Answer these questions from the hip surgery post below:
(a) At what age did the writer have a slipped epiphysis?
(b) In what month and year did the surgery take place?
(c) In which country did the writer do the recovery?

Given text =
---
Hello, Hip-hip Hooray! Obviously, you have come to a point in your condition that you have to have the surgery. I had a slipped epiphysis at age 15 from doing a TON of XC running after just shedding some childhood obesity. I had pins to reposition the hip joint (for lack of a better phrase) and was in traction for about 2 weeks. I was warned that in my 30s, I would have arthritis in that joint.
Like clockwork, arthritis set in and I could not walk more than 5 minutes without having to sit down and stretch. I felt like an 80-year old in a 30-something body. I finally bit the bullet and got the BEST surgeon (I got on a 1.5 year wait list as I wanted to have the BEST to do the surgery). That was in June of 2005. Lesson learned - I should have done the surgery sooner. The years of compensating take their toll on your gait, your muscle balance and your lower back. I am sure you have that now.
As soon as I could get vertical (with crutches/cane), I hit the pool and that is all I did for weeks. August of that same year I was able to get on the bike, but had to keep an eye on my hip angle. So I kept cycling to a minimum. If at all possible, find a warm place where you can have your recovery. I live in the Pacific Northwest where it is damp and cold in the winter months. I was off work anyway (short term disability), so I decided to take my wife to the Philippines, never been there before, so I did my recovery there. Being in a warm and humid place allowed me to be more limber, ditched the cane (funny enough, I can ride a bike, but as soon as I got off the bike, I relied on the cane).
---
Stored data entries:
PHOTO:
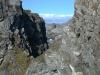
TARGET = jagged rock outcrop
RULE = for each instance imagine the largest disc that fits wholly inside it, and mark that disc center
(78, 52)
(22, 33)
(75, 53)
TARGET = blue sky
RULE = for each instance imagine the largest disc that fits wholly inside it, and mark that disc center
(51, 9)
(50, 6)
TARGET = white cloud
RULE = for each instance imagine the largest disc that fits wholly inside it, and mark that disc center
(55, 15)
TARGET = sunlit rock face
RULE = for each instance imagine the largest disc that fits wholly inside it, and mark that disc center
(78, 52)
(75, 52)
(82, 38)
(22, 34)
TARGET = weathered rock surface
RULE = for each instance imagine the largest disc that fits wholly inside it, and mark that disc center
(76, 52)
(22, 34)
(79, 49)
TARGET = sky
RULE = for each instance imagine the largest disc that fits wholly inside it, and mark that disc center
(50, 8)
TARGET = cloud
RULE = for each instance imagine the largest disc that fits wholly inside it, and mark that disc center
(55, 15)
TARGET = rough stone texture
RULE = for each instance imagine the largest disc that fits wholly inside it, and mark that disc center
(79, 50)
(76, 52)
(22, 34)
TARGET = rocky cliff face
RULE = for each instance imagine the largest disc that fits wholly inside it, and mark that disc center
(75, 52)
(22, 34)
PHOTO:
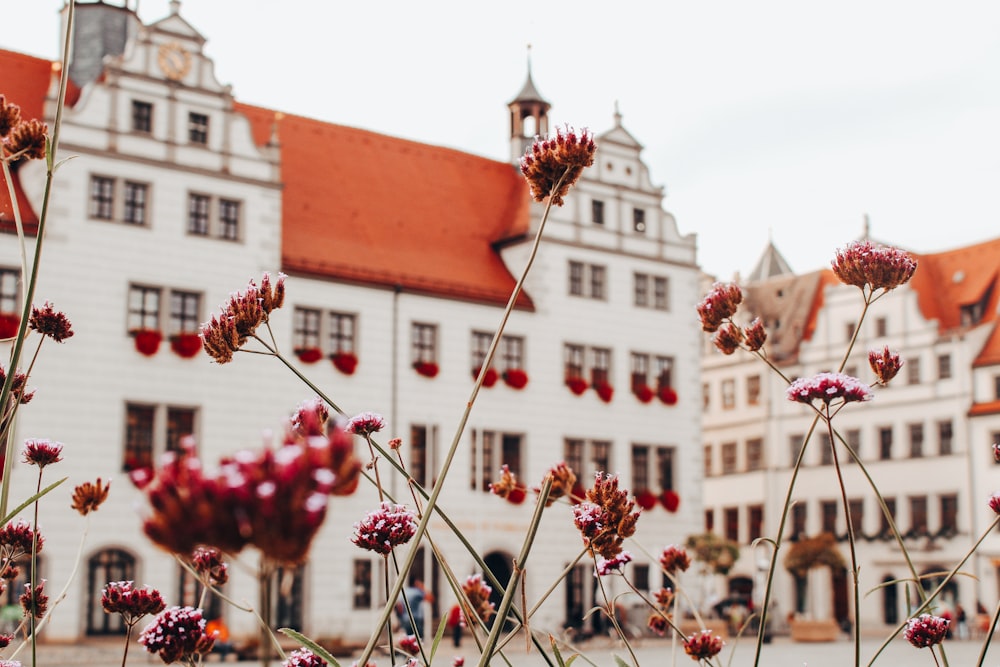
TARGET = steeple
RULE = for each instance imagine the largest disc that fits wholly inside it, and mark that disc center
(528, 116)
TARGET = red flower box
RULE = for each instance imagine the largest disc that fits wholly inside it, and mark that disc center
(577, 385)
(646, 499)
(185, 345)
(515, 377)
(644, 393)
(9, 324)
(668, 395)
(489, 379)
(345, 362)
(147, 341)
(309, 355)
(670, 500)
(605, 391)
(426, 368)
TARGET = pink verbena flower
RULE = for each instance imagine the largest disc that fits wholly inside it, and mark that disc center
(557, 161)
(50, 322)
(863, 263)
(703, 645)
(719, 305)
(122, 597)
(828, 387)
(177, 633)
(385, 528)
(303, 657)
(674, 559)
(926, 630)
(42, 452)
(884, 364)
(606, 566)
(365, 424)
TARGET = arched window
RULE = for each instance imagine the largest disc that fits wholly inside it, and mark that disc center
(103, 567)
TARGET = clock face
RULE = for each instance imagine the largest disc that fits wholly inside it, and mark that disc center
(174, 60)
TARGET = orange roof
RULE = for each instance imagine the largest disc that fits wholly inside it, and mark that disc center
(369, 208)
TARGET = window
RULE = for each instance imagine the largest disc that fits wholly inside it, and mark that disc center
(755, 454)
(753, 390)
(198, 128)
(641, 291)
(342, 333)
(184, 312)
(424, 342)
(945, 436)
(916, 440)
(135, 203)
(143, 308)
(728, 458)
(639, 220)
(305, 328)
(229, 219)
(755, 521)
(828, 515)
(142, 117)
(198, 207)
(362, 598)
(574, 360)
(728, 394)
(885, 443)
(102, 196)
(597, 211)
(731, 516)
(949, 514)
(944, 366)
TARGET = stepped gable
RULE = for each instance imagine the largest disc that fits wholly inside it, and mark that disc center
(369, 208)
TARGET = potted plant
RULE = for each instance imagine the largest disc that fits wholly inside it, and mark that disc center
(345, 362)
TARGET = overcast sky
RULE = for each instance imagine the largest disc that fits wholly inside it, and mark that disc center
(784, 118)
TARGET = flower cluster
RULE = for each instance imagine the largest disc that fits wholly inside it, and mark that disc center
(122, 597)
(828, 387)
(273, 499)
(703, 645)
(228, 331)
(551, 166)
(926, 630)
(88, 497)
(385, 528)
(177, 633)
(50, 322)
(478, 594)
(18, 137)
(606, 517)
(863, 263)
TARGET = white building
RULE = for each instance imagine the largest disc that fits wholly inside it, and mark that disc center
(924, 439)
(396, 252)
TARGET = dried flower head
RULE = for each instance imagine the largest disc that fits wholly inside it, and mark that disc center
(176, 634)
(478, 593)
(365, 423)
(884, 364)
(122, 597)
(551, 166)
(50, 322)
(239, 318)
(208, 563)
(674, 559)
(719, 305)
(828, 387)
(926, 630)
(385, 528)
(863, 263)
(703, 645)
(303, 657)
(88, 497)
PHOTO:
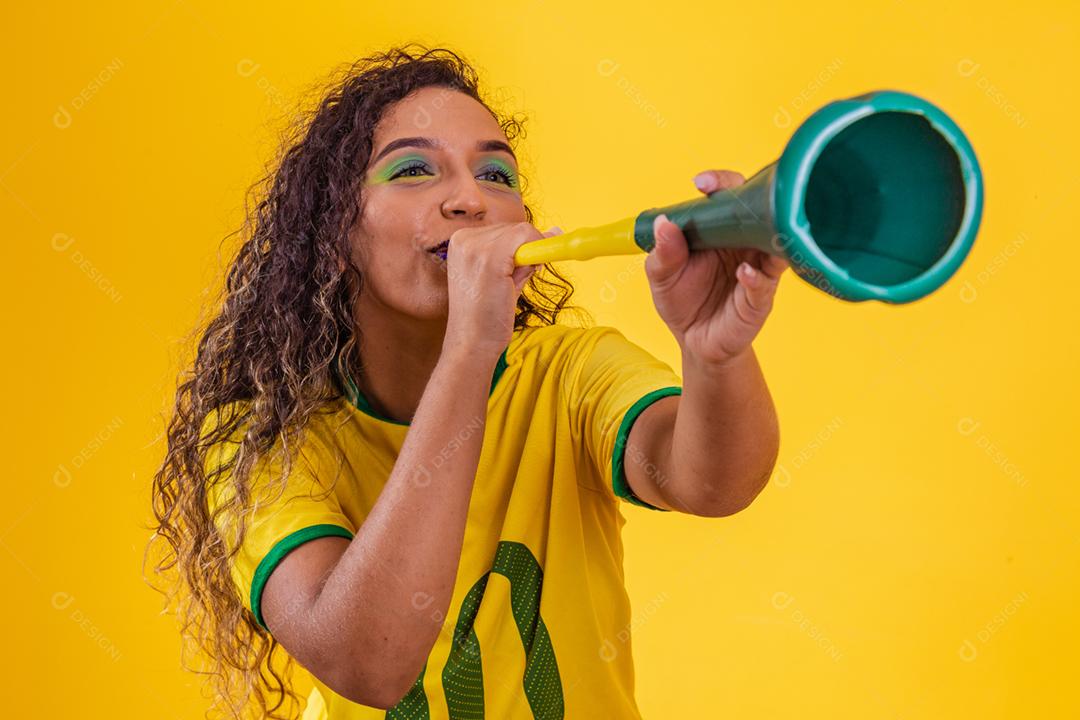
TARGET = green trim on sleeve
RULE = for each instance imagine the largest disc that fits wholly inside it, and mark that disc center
(278, 553)
(619, 483)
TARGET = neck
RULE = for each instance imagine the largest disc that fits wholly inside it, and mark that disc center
(397, 354)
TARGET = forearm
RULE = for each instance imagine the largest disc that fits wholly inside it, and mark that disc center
(725, 437)
(403, 562)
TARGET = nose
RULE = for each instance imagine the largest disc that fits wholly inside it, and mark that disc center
(463, 199)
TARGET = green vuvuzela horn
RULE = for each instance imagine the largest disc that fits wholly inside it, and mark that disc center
(877, 197)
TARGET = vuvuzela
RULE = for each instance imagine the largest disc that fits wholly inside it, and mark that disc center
(877, 197)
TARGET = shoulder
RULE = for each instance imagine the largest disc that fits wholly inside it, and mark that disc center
(554, 340)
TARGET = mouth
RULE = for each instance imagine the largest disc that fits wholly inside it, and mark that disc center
(440, 250)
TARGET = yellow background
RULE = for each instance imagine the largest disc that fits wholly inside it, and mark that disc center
(915, 556)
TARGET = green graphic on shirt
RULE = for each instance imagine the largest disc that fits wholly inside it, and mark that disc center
(463, 677)
(414, 706)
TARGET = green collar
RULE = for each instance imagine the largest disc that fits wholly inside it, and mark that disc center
(358, 399)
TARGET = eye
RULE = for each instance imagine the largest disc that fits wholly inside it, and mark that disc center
(502, 176)
(406, 171)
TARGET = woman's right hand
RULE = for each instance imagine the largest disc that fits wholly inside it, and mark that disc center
(484, 285)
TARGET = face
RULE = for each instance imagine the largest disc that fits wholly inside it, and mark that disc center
(440, 162)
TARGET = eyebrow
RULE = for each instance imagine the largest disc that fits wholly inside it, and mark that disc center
(482, 146)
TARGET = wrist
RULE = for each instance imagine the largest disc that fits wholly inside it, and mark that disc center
(711, 367)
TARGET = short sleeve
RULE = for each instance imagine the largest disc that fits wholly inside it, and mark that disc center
(611, 381)
(281, 515)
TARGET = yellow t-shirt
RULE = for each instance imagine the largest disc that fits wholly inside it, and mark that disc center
(539, 622)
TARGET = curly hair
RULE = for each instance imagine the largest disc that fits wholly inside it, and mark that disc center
(284, 315)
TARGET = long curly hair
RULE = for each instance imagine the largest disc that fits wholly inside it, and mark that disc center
(283, 316)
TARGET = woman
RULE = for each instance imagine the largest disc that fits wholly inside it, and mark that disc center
(473, 565)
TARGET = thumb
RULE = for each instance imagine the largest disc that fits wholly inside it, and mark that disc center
(522, 275)
(670, 253)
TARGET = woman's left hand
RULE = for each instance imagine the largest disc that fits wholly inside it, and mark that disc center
(714, 301)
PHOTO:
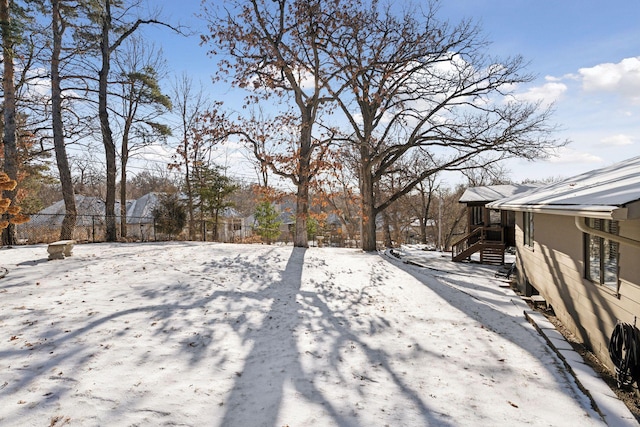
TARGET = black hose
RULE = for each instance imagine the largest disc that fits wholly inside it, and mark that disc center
(624, 350)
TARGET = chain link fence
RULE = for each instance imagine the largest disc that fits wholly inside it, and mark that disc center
(46, 228)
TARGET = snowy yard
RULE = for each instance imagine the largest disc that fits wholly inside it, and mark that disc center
(204, 334)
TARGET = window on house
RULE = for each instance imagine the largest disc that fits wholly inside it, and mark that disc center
(601, 255)
(477, 215)
(495, 217)
(527, 224)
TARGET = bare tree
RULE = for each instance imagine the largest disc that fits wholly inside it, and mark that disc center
(58, 26)
(412, 82)
(139, 67)
(190, 105)
(114, 29)
(274, 49)
(9, 137)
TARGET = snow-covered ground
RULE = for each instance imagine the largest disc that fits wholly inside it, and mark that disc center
(205, 334)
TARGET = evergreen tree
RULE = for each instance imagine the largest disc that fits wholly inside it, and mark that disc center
(267, 222)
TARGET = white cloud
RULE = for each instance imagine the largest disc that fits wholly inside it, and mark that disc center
(618, 140)
(548, 93)
(622, 78)
(566, 155)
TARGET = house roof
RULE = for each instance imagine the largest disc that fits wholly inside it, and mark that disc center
(492, 193)
(609, 193)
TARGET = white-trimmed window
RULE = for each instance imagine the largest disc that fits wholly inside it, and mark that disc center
(601, 255)
(527, 228)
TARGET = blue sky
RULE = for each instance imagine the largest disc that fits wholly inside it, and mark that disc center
(585, 55)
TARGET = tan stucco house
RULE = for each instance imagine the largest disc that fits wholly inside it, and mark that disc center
(578, 246)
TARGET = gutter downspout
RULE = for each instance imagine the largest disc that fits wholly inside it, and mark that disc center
(580, 224)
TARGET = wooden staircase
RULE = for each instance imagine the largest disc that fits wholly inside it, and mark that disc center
(491, 251)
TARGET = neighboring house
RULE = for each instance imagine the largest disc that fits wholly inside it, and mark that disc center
(90, 221)
(45, 225)
(490, 231)
(578, 246)
(233, 227)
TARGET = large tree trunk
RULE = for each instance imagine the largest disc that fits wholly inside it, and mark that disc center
(69, 221)
(9, 138)
(107, 137)
(301, 239)
(123, 187)
(368, 209)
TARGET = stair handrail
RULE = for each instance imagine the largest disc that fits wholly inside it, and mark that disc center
(463, 244)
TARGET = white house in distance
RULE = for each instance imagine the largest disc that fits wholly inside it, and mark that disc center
(578, 245)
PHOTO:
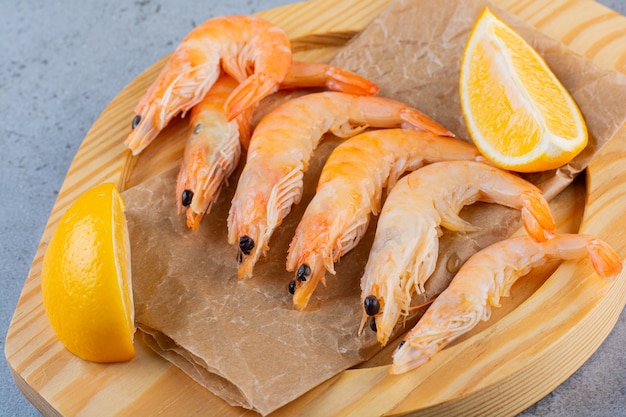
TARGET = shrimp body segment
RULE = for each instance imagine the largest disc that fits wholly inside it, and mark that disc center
(483, 279)
(252, 50)
(280, 149)
(350, 188)
(214, 143)
(405, 248)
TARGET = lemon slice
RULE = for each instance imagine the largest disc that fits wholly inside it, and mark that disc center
(517, 112)
(86, 278)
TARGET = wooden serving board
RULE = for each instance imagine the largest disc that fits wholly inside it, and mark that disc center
(542, 335)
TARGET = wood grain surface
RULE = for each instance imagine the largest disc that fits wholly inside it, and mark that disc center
(513, 361)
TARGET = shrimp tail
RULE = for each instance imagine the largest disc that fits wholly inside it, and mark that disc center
(249, 93)
(537, 217)
(604, 259)
(339, 79)
(419, 120)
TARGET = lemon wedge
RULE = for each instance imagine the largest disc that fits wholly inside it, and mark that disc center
(517, 112)
(86, 278)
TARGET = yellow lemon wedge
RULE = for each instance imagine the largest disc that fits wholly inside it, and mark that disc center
(86, 278)
(517, 112)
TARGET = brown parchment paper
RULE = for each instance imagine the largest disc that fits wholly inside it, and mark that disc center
(242, 339)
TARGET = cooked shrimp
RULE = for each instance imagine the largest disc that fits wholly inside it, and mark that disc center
(279, 153)
(214, 144)
(349, 189)
(252, 50)
(405, 248)
(483, 279)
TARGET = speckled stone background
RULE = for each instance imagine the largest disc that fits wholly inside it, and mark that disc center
(61, 63)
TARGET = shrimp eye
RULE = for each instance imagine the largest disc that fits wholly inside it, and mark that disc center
(303, 272)
(187, 197)
(246, 244)
(373, 324)
(371, 305)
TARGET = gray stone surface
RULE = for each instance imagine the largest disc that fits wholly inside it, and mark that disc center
(61, 62)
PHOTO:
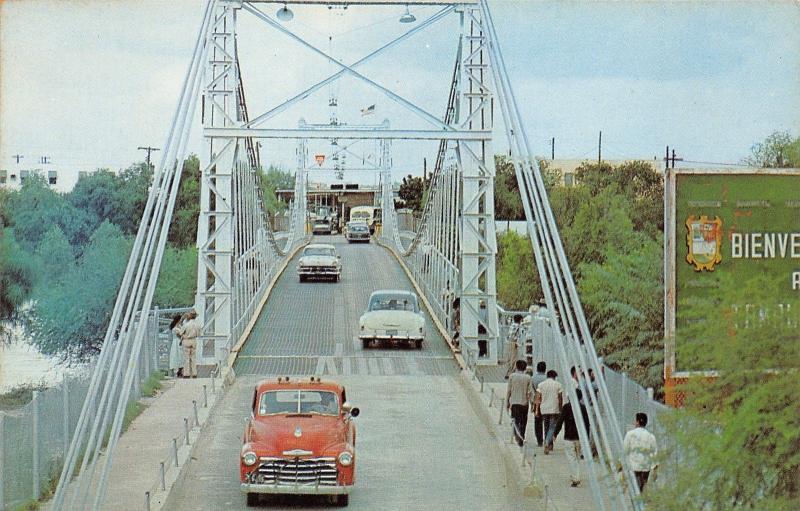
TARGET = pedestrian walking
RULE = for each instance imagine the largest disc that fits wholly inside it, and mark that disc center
(175, 352)
(549, 401)
(536, 379)
(573, 448)
(189, 330)
(641, 450)
(518, 396)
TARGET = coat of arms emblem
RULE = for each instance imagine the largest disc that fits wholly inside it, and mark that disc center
(704, 239)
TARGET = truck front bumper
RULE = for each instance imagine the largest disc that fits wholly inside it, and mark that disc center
(298, 489)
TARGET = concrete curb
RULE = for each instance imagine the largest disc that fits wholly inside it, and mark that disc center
(517, 464)
(173, 477)
(439, 326)
(227, 378)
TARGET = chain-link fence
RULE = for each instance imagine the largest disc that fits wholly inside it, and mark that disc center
(35, 437)
(527, 335)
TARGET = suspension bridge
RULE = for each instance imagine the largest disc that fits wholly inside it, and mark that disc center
(424, 441)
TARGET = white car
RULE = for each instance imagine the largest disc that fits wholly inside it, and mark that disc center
(357, 231)
(392, 316)
(319, 261)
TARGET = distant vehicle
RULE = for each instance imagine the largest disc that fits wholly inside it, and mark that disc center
(322, 226)
(319, 261)
(299, 439)
(357, 231)
(366, 214)
(392, 316)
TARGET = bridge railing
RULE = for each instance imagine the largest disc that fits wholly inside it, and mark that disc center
(35, 437)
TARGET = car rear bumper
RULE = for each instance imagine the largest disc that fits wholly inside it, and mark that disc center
(319, 273)
(382, 337)
(299, 489)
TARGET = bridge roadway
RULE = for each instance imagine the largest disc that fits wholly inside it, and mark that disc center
(421, 444)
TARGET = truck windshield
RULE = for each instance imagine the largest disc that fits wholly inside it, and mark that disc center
(393, 303)
(320, 251)
(298, 401)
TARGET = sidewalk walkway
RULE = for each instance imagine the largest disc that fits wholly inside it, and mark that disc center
(148, 441)
(550, 473)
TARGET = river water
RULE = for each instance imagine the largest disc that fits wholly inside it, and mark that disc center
(21, 363)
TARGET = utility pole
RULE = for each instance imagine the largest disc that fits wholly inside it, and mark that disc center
(670, 158)
(600, 147)
(149, 150)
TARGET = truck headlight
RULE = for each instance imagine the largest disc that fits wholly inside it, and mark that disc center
(249, 459)
(346, 459)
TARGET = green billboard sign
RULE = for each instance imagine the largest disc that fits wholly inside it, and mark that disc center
(727, 225)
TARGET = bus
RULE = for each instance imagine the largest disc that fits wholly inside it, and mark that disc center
(368, 214)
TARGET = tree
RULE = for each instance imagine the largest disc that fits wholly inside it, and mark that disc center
(638, 181)
(623, 300)
(36, 207)
(131, 196)
(55, 257)
(73, 315)
(507, 199)
(183, 231)
(411, 192)
(177, 280)
(777, 150)
(96, 194)
(16, 276)
(738, 435)
(517, 279)
(270, 182)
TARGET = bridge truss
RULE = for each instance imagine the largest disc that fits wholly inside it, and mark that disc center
(451, 256)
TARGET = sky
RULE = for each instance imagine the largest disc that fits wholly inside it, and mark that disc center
(86, 82)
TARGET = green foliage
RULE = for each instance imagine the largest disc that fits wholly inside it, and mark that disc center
(35, 208)
(72, 316)
(637, 182)
(131, 197)
(152, 384)
(55, 257)
(507, 200)
(183, 231)
(16, 275)
(19, 396)
(623, 297)
(177, 280)
(270, 182)
(738, 437)
(603, 221)
(777, 150)
(517, 279)
(96, 195)
(412, 192)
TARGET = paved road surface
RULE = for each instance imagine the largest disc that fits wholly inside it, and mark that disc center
(421, 445)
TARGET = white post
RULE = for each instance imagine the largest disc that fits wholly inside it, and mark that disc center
(2, 460)
(35, 442)
(65, 414)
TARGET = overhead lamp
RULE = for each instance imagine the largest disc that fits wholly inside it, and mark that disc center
(284, 13)
(408, 17)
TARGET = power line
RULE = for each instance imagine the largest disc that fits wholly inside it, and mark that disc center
(149, 150)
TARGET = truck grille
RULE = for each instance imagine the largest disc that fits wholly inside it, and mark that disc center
(296, 472)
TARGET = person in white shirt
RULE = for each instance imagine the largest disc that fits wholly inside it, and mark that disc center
(188, 331)
(548, 404)
(640, 450)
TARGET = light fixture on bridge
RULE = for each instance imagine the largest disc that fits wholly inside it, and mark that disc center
(284, 13)
(408, 17)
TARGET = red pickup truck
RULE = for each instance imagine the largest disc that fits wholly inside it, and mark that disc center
(299, 439)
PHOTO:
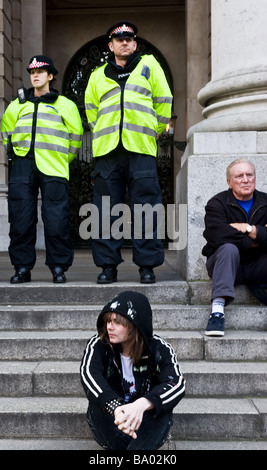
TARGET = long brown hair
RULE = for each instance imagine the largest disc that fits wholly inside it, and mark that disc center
(136, 340)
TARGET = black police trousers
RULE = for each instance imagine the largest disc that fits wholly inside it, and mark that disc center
(114, 174)
(24, 183)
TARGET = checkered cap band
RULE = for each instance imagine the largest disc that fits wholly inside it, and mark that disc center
(122, 29)
(36, 65)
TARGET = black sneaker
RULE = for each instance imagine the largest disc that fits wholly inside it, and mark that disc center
(108, 275)
(21, 275)
(147, 275)
(215, 326)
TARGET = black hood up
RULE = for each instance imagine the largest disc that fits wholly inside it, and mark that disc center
(135, 307)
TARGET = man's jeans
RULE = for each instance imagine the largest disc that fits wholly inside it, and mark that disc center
(226, 271)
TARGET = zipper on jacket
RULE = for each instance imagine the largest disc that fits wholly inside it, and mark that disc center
(34, 125)
(244, 212)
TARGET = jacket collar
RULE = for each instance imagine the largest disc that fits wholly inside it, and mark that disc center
(258, 200)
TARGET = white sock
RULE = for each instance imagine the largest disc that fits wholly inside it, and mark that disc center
(218, 305)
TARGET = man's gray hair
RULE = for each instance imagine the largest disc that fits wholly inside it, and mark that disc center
(235, 162)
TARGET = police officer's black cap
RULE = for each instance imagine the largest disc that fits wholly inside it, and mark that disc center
(42, 62)
(122, 29)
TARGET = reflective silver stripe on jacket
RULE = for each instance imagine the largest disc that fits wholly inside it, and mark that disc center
(109, 109)
(138, 89)
(89, 106)
(140, 107)
(162, 99)
(42, 131)
(45, 116)
(110, 93)
(140, 129)
(43, 146)
(107, 130)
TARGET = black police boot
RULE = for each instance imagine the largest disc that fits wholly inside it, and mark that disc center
(108, 275)
(58, 275)
(21, 275)
(147, 275)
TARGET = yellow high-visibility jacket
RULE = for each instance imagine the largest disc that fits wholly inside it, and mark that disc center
(141, 111)
(52, 129)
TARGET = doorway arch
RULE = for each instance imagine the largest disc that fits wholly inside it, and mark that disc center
(76, 76)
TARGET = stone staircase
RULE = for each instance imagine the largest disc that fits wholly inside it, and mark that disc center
(44, 329)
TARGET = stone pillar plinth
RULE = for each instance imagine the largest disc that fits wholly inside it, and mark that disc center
(235, 119)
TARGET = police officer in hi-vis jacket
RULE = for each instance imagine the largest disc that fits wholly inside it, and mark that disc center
(128, 104)
(45, 132)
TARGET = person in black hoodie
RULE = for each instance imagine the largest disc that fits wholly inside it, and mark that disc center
(131, 377)
(43, 131)
(236, 234)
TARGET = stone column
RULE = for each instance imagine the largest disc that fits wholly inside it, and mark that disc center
(235, 118)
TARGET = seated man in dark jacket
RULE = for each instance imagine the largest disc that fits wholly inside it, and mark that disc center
(236, 234)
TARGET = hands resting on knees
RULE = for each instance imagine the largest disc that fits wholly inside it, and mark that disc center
(129, 417)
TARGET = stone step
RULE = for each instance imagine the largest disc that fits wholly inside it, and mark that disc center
(203, 379)
(178, 292)
(85, 445)
(190, 345)
(194, 418)
(165, 316)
---
Written response =
(a) 15
(b) June 2005
(c) The Philippines